### Your objective
Could you rewrite the listing from its first line through the line containing "5, 137, 1000, 951", with both ends included and the requests kept, adding 45 to every bounding-box coordinate and leaving out the pictures?

:: Items

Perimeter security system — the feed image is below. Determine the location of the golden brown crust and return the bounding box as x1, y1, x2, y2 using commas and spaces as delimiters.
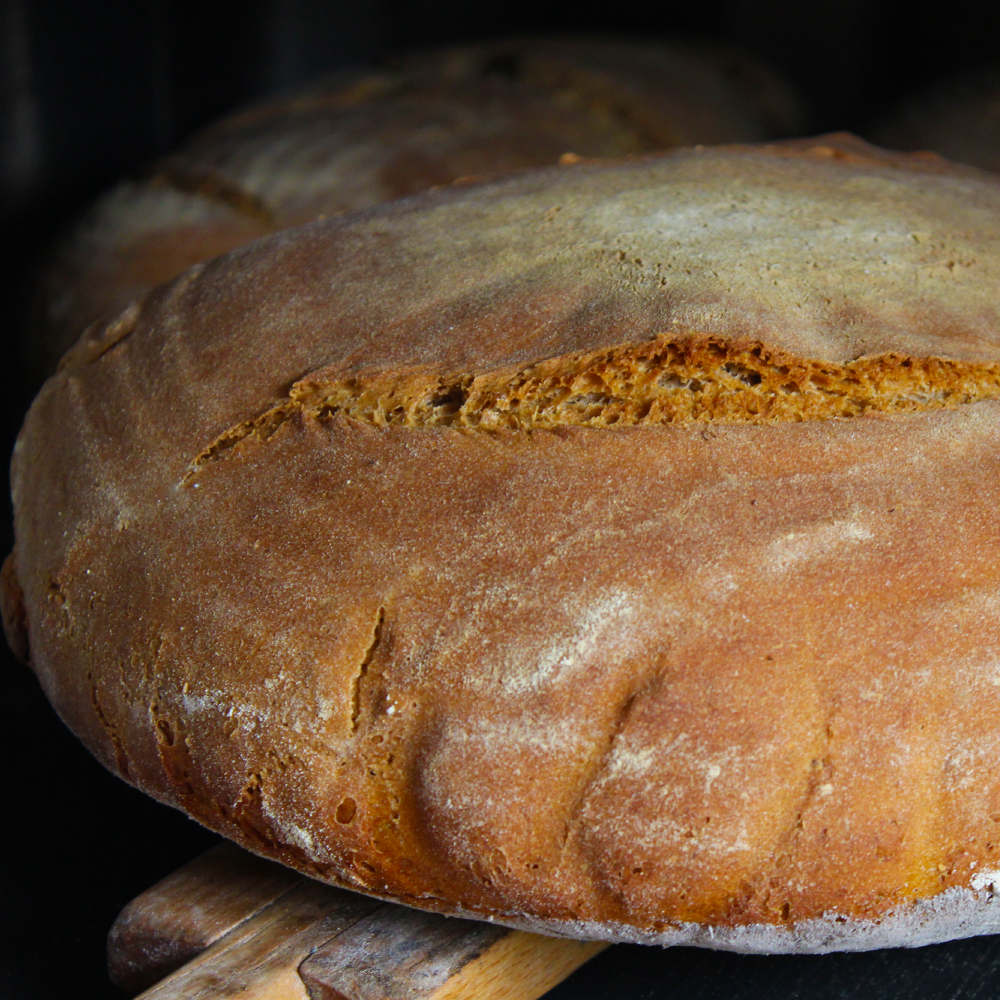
42, 39, 797, 370
14, 139, 1000, 949
0, 552, 31, 663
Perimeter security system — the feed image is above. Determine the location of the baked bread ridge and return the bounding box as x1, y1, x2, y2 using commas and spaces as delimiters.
13, 140, 1000, 950
35, 38, 798, 371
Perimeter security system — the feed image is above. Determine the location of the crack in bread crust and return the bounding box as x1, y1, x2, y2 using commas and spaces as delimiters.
183, 337, 1000, 483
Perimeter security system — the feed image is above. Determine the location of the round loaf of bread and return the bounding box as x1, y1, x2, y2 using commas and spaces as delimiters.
5, 137, 1000, 952
32, 39, 798, 371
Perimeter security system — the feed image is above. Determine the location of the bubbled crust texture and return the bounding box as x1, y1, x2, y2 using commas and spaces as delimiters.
39, 39, 797, 370
14, 140, 1000, 950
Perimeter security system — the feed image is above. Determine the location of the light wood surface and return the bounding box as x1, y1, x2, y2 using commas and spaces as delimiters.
133, 881, 381, 1000
108, 844, 604, 1000
108, 843, 302, 994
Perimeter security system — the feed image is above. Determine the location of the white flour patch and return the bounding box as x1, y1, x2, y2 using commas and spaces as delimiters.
761, 521, 872, 573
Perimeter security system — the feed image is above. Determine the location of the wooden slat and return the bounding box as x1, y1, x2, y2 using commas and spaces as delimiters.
108, 843, 303, 995
140, 881, 382, 1000
108, 844, 603, 1000
299, 904, 605, 1000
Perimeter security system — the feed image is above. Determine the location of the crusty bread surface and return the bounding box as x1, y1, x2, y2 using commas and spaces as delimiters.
39, 39, 798, 371
5, 137, 1000, 951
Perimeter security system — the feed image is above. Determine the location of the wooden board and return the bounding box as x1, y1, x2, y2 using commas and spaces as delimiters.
108, 844, 604, 1000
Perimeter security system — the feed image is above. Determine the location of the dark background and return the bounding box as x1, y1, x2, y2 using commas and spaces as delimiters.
0, 0, 1000, 1000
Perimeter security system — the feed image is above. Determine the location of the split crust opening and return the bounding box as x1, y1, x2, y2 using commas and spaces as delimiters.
185, 338, 1000, 482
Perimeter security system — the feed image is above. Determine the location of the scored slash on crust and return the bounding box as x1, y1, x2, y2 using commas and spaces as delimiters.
181, 337, 1000, 485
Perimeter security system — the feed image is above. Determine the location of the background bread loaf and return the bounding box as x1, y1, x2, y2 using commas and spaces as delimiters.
37, 39, 800, 370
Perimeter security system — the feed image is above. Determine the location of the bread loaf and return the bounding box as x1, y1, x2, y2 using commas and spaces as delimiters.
34, 39, 797, 371
5, 137, 1000, 952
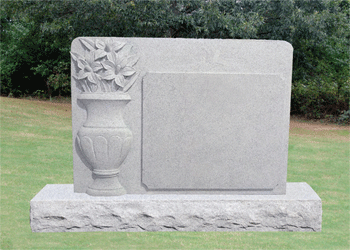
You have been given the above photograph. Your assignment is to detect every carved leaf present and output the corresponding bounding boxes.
[79,38,95,51]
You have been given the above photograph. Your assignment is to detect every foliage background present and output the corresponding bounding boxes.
[0,0,350,120]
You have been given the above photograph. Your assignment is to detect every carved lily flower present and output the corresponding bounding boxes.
[101,53,136,88]
[95,38,125,61]
[71,53,103,84]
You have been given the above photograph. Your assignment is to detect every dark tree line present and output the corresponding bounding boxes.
[0,0,350,118]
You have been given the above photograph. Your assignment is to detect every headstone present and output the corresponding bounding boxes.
[31,37,322,232]
[72,38,292,194]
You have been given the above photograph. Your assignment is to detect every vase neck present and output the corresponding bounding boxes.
[79,98,130,128]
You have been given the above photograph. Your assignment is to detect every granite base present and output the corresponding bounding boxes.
[30,183,322,232]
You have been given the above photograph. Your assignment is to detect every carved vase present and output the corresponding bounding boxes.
[77,92,132,196]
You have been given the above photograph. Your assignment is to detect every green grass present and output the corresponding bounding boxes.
[0,98,350,249]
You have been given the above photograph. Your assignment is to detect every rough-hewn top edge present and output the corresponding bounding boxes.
[31,182,321,202]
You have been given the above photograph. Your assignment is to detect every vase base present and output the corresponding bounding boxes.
[86,187,126,196]
[86,175,126,196]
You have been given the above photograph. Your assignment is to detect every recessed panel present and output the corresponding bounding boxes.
[142,73,290,193]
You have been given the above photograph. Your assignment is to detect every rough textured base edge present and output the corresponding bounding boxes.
[30,183,322,232]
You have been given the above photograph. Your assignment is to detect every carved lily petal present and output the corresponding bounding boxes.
[87,73,96,83]
[95,49,107,60]
[77,70,88,80]
[102,70,116,80]
[91,62,103,72]
[111,42,126,51]
[101,61,115,70]
[96,39,106,50]
[120,66,136,76]
[126,55,139,67]
[114,74,125,88]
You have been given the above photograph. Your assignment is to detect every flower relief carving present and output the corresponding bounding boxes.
[71,38,139,93]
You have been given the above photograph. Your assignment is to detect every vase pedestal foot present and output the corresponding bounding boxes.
[86,176,126,196]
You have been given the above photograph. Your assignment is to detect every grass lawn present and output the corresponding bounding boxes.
[0,97,350,249]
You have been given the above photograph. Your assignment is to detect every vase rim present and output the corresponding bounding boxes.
[77,92,131,100]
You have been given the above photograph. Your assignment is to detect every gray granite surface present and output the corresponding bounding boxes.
[30,183,322,232]
[71,38,293,194]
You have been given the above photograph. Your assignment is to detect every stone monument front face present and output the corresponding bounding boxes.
[71,38,293,196]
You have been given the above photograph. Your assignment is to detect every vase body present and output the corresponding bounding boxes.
[77,93,132,196]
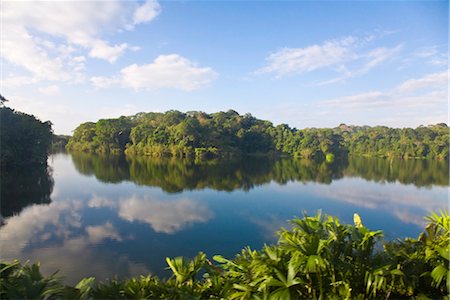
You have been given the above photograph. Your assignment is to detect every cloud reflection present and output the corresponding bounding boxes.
[118,196,213,234]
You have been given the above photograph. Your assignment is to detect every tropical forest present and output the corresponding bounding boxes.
[0,0,450,300]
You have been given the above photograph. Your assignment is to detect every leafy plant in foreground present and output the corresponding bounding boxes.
[0,212,450,299]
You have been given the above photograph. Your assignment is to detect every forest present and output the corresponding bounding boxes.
[67,110,449,161]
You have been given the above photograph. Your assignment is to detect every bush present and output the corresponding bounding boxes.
[0,212,450,299]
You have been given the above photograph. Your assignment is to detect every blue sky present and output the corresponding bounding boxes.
[1,0,449,134]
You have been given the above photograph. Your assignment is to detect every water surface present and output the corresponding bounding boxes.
[0,153,449,283]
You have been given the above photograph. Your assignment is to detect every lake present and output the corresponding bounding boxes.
[0,153,449,283]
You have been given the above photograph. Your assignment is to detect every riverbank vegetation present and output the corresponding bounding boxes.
[0,95,53,217]
[67,110,449,161]
[0,106,53,168]
[0,212,450,299]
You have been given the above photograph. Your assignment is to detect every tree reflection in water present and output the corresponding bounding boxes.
[71,153,449,193]
[0,164,54,217]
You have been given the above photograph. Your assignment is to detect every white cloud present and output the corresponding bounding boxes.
[2,76,38,88]
[397,71,448,93]
[89,41,129,63]
[316,71,448,127]
[118,197,213,234]
[256,37,356,78]
[2,0,160,81]
[91,54,218,91]
[255,35,402,85]
[133,0,161,24]
[90,76,120,88]
[322,71,448,109]
[38,85,60,96]
[317,45,403,86]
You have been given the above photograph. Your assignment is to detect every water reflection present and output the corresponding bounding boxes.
[0,154,449,283]
[71,153,449,193]
[0,165,54,217]
[88,195,214,234]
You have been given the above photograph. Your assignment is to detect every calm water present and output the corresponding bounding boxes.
[0,154,449,283]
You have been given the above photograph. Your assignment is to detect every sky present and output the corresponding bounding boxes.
[0,0,449,134]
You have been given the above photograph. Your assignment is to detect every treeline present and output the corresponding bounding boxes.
[0,95,53,219]
[0,106,53,168]
[0,212,450,299]
[71,152,449,193]
[67,110,449,160]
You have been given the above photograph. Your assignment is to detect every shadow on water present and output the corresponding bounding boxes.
[0,165,54,217]
[71,153,449,193]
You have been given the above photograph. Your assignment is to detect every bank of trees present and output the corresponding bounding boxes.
[0,212,450,299]
[67,110,449,160]
[0,107,52,168]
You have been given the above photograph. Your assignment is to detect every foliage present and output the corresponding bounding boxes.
[67,110,449,161]
[0,212,450,299]
[0,107,52,168]
[51,134,70,153]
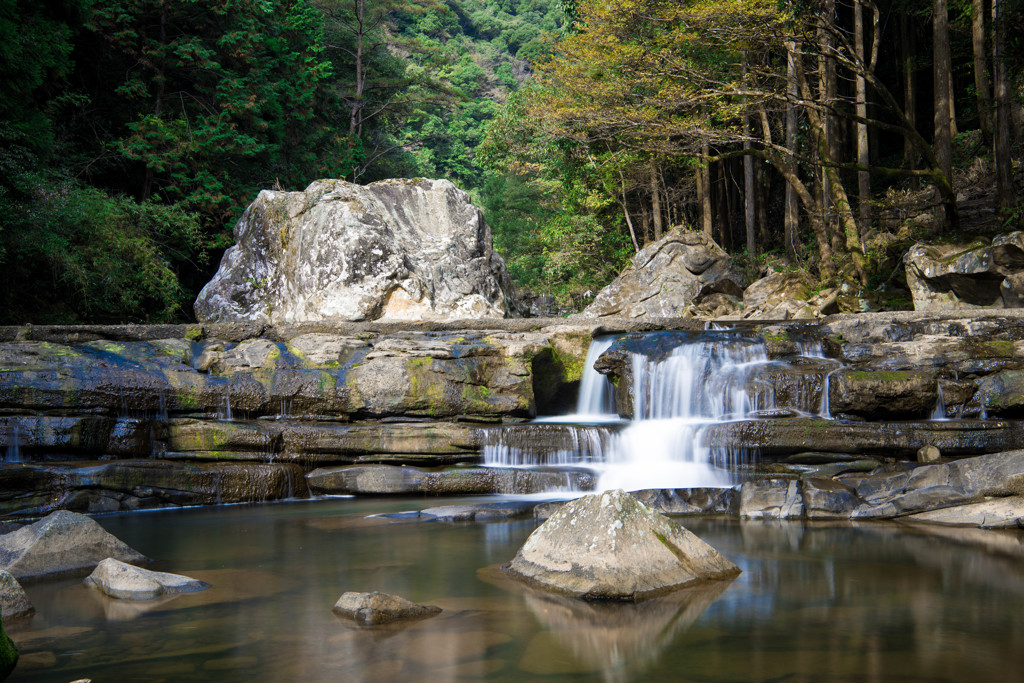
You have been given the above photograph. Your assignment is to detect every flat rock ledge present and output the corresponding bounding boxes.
[83,557,210,600]
[0,510,148,581]
[505,489,740,600]
[334,591,441,626]
[737,451,1024,528]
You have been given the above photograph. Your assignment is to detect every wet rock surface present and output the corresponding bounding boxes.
[0,313,1024,518]
[83,558,210,600]
[306,465,594,496]
[0,510,146,581]
[334,592,441,626]
[505,490,739,600]
[738,451,1024,527]
[196,179,519,323]
[583,228,742,317]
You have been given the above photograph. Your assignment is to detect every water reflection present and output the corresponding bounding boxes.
[9,500,1024,683]
[520,581,732,683]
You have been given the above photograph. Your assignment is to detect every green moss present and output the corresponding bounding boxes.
[981,340,1017,358]
[846,370,914,382]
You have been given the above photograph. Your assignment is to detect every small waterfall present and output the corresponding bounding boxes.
[818,370,836,420]
[932,381,949,422]
[483,422,611,467]
[217,387,231,422]
[577,337,615,417]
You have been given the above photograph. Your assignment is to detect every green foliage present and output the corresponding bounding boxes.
[0,175,200,325]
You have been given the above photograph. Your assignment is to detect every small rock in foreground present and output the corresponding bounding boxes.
[0,569,36,620]
[0,510,146,581]
[334,592,441,626]
[84,558,210,600]
[505,490,740,600]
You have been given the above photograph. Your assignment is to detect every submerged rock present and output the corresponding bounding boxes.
[196,179,518,324]
[84,558,210,600]
[0,569,36,620]
[0,510,146,580]
[583,228,742,317]
[506,490,739,600]
[334,592,441,626]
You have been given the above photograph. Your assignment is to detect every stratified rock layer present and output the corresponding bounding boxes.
[506,490,739,600]
[196,179,516,324]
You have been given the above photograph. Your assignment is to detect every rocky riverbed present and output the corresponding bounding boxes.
[0,310,1024,523]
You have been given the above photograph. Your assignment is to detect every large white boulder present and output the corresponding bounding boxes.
[506,489,739,600]
[196,179,517,324]
[0,510,146,581]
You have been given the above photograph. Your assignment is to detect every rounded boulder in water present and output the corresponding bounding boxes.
[505,489,740,600]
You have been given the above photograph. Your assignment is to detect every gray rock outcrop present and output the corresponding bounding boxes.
[84,557,210,600]
[0,510,146,581]
[506,489,739,600]
[0,569,36,620]
[582,228,742,317]
[334,592,441,626]
[196,179,518,324]
[904,231,1024,310]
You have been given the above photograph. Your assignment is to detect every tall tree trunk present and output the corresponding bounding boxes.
[650,162,665,242]
[697,142,714,238]
[971,0,992,147]
[139,2,167,202]
[932,0,953,230]
[743,60,757,255]
[782,41,800,262]
[899,8,921,190]
[853,1,871,231]
[992,0,1016,210]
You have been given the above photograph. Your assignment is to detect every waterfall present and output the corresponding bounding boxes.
[577,337,615,417]
[3,420,24,463]
[597,335,774,490]
[483,326,836,490]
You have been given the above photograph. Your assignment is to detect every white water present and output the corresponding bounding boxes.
[484,331,828,490]
[597,338,774,490]
[573,337,617,420]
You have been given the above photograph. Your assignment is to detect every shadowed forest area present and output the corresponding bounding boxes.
[0,0,1024,324]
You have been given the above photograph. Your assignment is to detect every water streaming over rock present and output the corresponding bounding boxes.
[3,420,24,463]
[484,330,836,490]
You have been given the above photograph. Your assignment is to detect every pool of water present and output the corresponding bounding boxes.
[7,499,1024,683]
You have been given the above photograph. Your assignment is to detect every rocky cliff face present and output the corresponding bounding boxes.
[904,232,1024,310]
[583,228,742,318]
[196,179,519,324]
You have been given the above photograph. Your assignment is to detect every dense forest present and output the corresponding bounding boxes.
[0,0,1024,324]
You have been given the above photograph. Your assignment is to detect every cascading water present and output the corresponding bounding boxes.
[484,330,835,490]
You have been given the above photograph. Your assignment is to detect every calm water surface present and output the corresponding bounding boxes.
[8,500,1024,683]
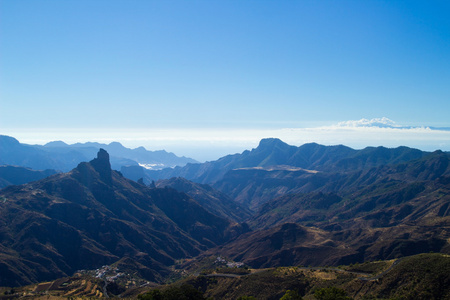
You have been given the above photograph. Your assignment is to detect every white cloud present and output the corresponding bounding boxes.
[337,117,401,128]
[2,118,450,161]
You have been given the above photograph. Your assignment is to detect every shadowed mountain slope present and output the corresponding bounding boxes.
[204,151,450,267]
[146,138,426,183]
[156,177,251,222]
[0,135,196,172]
[0,150,242,286]
[0,166,57,188]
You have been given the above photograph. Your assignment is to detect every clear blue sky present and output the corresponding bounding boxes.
[0,0,450,161]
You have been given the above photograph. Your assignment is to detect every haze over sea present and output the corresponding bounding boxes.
[0,0,450,161]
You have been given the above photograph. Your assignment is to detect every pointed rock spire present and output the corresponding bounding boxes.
[90,149,112,184]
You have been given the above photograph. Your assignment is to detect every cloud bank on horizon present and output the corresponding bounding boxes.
[6,117,450,161]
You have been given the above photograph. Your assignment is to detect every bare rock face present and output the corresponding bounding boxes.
[90,149,112,184]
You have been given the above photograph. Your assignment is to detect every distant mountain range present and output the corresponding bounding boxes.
[0,135,450,286]
[0,149,247,286]
[0,135,196,172]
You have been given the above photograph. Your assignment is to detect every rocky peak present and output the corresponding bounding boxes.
[90,148,112,183]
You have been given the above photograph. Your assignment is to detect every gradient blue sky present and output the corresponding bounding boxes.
[0,0,450,159]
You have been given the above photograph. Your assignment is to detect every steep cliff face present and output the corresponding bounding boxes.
[0,150,241,286]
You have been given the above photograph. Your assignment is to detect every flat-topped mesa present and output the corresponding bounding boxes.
[89,148,112,184]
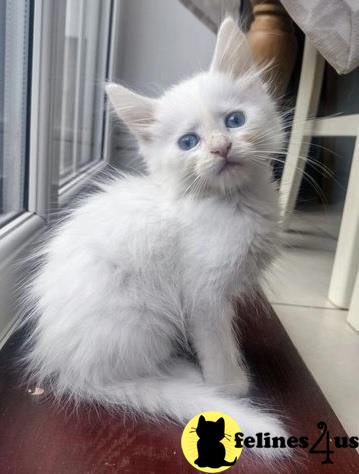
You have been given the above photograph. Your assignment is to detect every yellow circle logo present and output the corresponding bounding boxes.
[181,411,242,472]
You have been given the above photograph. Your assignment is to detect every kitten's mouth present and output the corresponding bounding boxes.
[217,160,240,174]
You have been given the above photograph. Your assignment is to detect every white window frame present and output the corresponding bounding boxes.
[0,0,117,349]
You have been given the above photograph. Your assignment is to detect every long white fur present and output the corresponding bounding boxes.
[24,18,285,457]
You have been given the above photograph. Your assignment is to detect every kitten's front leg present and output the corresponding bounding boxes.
[191,303,250,395]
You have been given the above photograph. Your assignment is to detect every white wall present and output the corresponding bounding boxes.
[113,0,215,95]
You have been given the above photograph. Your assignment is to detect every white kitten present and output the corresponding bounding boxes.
[24,19,285,456]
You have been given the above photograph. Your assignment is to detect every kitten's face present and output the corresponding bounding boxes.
[146,72,281,192]
[107,18,282,193]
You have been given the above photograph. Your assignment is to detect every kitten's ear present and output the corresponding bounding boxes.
[198,415,206,426]
[106,83,157,141]
[216,417,224,431]
[210,17,253,77]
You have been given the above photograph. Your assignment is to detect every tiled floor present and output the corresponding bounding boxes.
[266,209,359,435]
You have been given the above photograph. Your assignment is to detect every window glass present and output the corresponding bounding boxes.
[57,0,110,186]
[0,0,30,226]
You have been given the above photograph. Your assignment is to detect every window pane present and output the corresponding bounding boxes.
[57,0,110,185]
[0,0,30,226]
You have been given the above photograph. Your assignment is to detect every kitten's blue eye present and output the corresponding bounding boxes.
[178,133,199,150]
[224,110,246,128]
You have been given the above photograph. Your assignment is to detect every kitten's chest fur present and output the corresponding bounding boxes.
[178,193,277,294]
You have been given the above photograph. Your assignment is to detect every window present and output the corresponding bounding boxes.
[0,0,30,227]
[56,0,110,188]
[0,0,115,347]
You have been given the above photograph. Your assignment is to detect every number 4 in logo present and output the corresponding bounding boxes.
[309,421,334,464]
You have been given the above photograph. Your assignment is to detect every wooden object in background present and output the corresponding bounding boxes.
[248,0,297,97]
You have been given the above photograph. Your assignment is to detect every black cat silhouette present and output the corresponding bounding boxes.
[195,415,237,468]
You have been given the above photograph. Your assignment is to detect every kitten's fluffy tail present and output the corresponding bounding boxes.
[83,364,289,459]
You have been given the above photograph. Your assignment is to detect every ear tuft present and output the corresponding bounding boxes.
[210,17,253,77]
[105,83,156,141]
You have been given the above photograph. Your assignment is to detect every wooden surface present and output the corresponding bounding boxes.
[0,308,359,474]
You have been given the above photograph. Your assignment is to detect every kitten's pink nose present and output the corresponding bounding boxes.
[211,136,232,158]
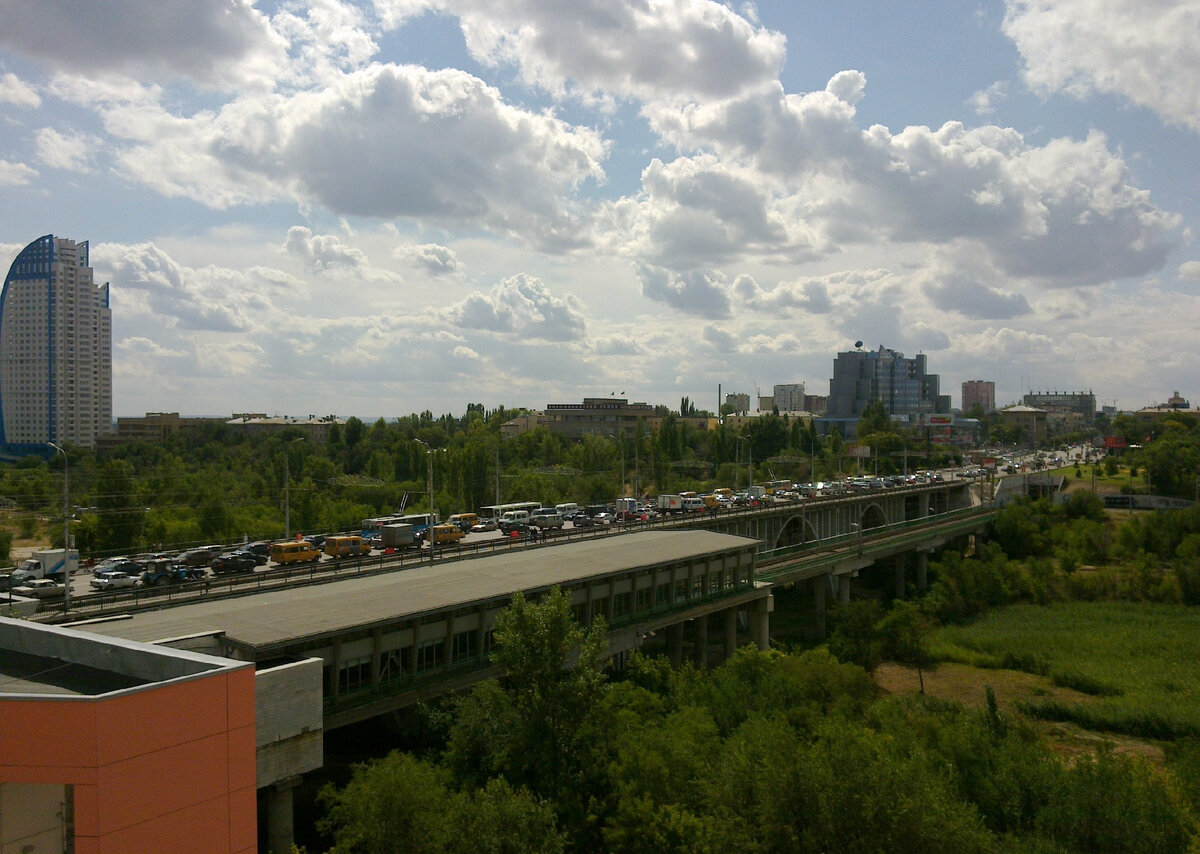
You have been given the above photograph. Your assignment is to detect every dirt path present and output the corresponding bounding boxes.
[875,662,1163,765]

::::

### Solution to this exercise
Perimeter security system — the feed image is below. Determine the location of the golden brown crust and return the bounding box as x1, y1, x2, y2 using commas and spaces as delimiters.
87, 84, 842, 415
59, 184, 1045, 994
45, 597, 76, 708
Perimeter security system — the feed image is above. Determine the location of the baked bread ridge and return the bounding box as x1, y1, x2, y2 using commas and spaces as delimiters.
58, 185, 1045, 995
80, 83, 843, 416
Perimeter security system — the feed image is above. Determine the location of the crack in bread crust and return the bounding box as x1, y1, x2, y2 using commas and spaces as delimiters.
228, 382, 1045, 528
Perimeter security system — the feed image is above. Determine the location of the round loaf of bread and return the bounding box as x1, y1, x2, y2 using commas and spaces as delimiters.
50, 182, 1045, 997
77, 84, 843, 416
Perimeter security system — the feed image is above. Determine the location of the bubbled crust texture and return the bounding box as x1, y1, x2, y2 using commas and spaces as delimiters.
84, 84, 842, 415
59, 185, 1045, 995
Perimeter security system — the feed image is above. Determine the location of the light wood surface and return the bounding box as x1, y1, x2, y2 using commas and spaces as delimiters.
178, 926, 426, 1045
153, 889, 649, 1045
153, 888, 347, 1039
Perimeter security system — the feed image is above. Determine the location of the white flour patch and return the bounding box as x1, y1, x2, y2 using commas and spaces as delimiters.
806, 566, 917, 618
Perimeter security system — the feed image is above. Determine the location of the wooden slat and return the bounding box as x1, y1, x2, y2 using commas and spaces as delimiters.
153, 888, 348, 1040
185, 926, 427, 1045
153, 889, 648, 1045
344, 949, 650, 1045
Perimeter security system — the feed image is above. Determine the location of the crusty bread surface and return the bounding box as x1, y1, x2, y2 using commas and spaces as delimiters.
84, 84, 843, 416
50, 182, 1045, 996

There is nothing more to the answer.